Una banana adherida con cinta adhesiva a un muro es vendida en el evento Art Basel en 120 mil dólares. Un crucifijo sumergido en un recipiente de cristal cual pepino curtido, pero en orines. La performancera Itziar Okariz gusta de orinar en público mientras que Yoko Ono da alaridos en el moma. Un “artista” derrite hielo con un soplete; una más rueda sandías. La cama deshecha de Tracey Emin con todos los despojos de una noche de sexo, alcohol y comida exhibida en Tate Gallery. Los hermanos Jake y Dinos Chapman vandalizan con caras de payasos grabados de la serie Los desastres de la guerra, de Goya; acto seguido los firman como obras de su autoría para renombrarlos Insult to injury. Todo eso, que va desde la nadería hasta lo que se regocija en ser deliberadamente ofensivo, pasando por el tipo de actos que más bien tendrían cabida en un programa de concursos o reality show, incluidas parodias de la obra de grandes artistas y la fijación infantil por las deyecciones humanas, se exhibe en museos, galerías, bienales para decirnos que eso es arte. Debe ser arte.
Para ello se necesita de un aparatoso discurso detrás plagado de jerigonza, elaborado por el curador, para instruir al espectador señalándole que en realidad se encuentra frente a algo mucho más trascendente de lo que está percibiendo, como en aquel diálogo de la película Chicago cuando la protagonista encuentra a su novio en la cama con otras dos mujeres y este le espeta asertivo: “¿Les vas a creer a tus ojos o me vas a creer a mí?”
Los ejemplos anteriores corresponden a lo que la crítica mexicana de arte Avelina Lésper (Ciudad de México, 1973) denomina arte VIP: Video, Instalación, Performance, y que disecciona de manera pasional, aguda e implacable en El fraude del arte contemporáneo (Madre Editorial, 2022).
Heredero del arte conceptual y del happening de los sesenta, el primer antecedente directo del VIP es el famoso urinario invertido de Marcel Duchamp, exhibido en 1917 en la sede de la Sociedad de Artistas Independientes de Nueva York. Este es el ejemplo primario de lo que sería el ready-made: un objeto hecho con otros fines al que se le sitúa y resalta en un contexto inesperado. Con todo y su “metaironía” inaugura un arte de la ocurrencia que debió ser una fórmula destinada a agotarse rápidamente, como toda broma que se repite.
Ciertamente la modernidad fue fundada dos veces: primero por la Ilustración, pero luego por la rebelión romántica, como célebremente argumentó Octavio Paz en Los hijos del limo (1974). La obsesión por la ruptura y el desafío de los convencionalismos, la autoexpresión como una afirmación de libertad frente al conformismo autocomplaciente y los imperativos racionalistas que todo lo estandarizan destacaron este momento. Pero, después de la catástrofe de la Primera Guerra Mundial, la ruptura deriva en un repudio sistemático de cualquier valor vigente, comenzando por la tradición artística, más una adicción por crear un efecto de shock en el espectador como un fin que se justifica en sí mismo.
※
### TAREAS PENDIENTES
[1] Actualiza el fragmento del texto sobre el arte contemporáneo comprendido entre "Los ejemplos anteriores" y "(Madre Editorial, 2022).", ambos incluidos, y sustituye "crítica mexicana de arte" por "ensayista mexicana".
[2] Responde con base en el texto sobre el arte contemporáneo:
(a) ¿En cuánto se vendió en Art Basel la banana adherida con cinta adhesiva a un muro?
(b) ¿En qué año se exhibió el urinario invertido de Marcel Duchamp?
(c) ¿En qué libro argumentó Octavio Paz que la modernidad fue fundada dos veces?
※
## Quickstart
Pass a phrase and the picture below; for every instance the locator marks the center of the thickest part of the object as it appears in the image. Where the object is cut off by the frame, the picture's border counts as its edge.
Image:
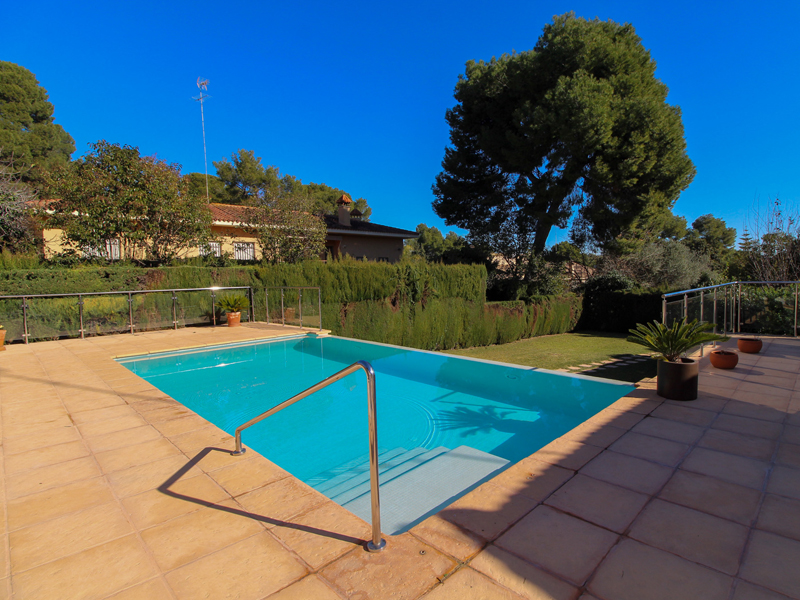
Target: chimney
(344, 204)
※
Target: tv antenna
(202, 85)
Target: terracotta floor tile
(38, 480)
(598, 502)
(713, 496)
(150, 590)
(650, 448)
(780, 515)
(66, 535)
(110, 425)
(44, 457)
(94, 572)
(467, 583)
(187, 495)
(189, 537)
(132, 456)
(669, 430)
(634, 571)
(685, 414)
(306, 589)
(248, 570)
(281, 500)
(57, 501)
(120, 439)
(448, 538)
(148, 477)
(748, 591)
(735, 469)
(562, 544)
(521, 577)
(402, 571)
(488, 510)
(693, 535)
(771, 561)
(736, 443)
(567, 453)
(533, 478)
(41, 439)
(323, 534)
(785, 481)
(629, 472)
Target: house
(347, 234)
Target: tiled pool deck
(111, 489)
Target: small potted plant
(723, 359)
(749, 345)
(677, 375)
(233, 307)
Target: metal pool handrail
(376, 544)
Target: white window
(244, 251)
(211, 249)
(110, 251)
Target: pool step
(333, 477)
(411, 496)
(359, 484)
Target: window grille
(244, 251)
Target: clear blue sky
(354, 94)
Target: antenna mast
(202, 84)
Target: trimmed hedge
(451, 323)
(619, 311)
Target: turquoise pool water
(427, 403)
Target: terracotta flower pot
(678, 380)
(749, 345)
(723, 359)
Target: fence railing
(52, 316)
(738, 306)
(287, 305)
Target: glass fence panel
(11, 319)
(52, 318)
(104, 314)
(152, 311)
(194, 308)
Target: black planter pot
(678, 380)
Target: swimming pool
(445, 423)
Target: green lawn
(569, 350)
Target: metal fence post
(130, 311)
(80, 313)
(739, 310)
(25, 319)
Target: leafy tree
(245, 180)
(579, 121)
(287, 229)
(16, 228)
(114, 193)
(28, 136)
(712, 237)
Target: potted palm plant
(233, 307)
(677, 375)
※
### SOLUCIONES
[1]
Los ejemplos anteriores corresponden a lo que la ensayista mexicana Avelina Lésper (Ciudad de México, 1973) denomina arte VIP: Video, Instalación, Performance, y que disecciona de manera pasional, aguda e implacable en El fraude del arte contemporáneo (Madre Editorial, 2022).

[2]
(a) En 120 mil dólares.
(b) En 1917.
(c) En Los hijos del limo (1974).